■ PROBLEM DESCRIPTION: A single number is required: how many lines in the data below contain "target".

■ TASK INPUT:
==============================

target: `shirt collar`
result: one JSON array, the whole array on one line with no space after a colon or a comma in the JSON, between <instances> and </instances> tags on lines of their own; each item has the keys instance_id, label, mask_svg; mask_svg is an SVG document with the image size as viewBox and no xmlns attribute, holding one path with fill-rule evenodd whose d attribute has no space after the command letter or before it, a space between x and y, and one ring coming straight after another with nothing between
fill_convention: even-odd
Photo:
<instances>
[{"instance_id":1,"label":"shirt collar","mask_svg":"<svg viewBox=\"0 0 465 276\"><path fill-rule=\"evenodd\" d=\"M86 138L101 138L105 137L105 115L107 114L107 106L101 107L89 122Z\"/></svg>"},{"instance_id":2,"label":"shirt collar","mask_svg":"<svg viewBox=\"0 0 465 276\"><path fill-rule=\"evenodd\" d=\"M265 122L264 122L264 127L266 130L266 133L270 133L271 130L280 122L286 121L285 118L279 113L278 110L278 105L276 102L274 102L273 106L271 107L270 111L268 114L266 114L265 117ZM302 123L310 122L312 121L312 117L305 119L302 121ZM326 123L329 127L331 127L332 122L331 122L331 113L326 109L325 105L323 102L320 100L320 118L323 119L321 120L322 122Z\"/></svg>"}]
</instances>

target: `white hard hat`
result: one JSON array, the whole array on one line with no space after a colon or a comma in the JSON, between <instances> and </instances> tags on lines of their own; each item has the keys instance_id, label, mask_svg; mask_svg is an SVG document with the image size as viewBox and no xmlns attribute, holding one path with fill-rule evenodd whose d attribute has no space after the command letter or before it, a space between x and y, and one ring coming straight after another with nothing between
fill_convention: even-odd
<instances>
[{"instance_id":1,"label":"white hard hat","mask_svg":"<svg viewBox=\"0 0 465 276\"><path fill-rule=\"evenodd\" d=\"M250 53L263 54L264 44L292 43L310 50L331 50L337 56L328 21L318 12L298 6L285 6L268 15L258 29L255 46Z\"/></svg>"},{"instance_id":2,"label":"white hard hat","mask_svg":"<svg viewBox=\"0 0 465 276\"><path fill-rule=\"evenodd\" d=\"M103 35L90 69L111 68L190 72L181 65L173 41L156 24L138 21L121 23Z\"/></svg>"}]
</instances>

==============================

■ WRITTEN SOLUTION: 2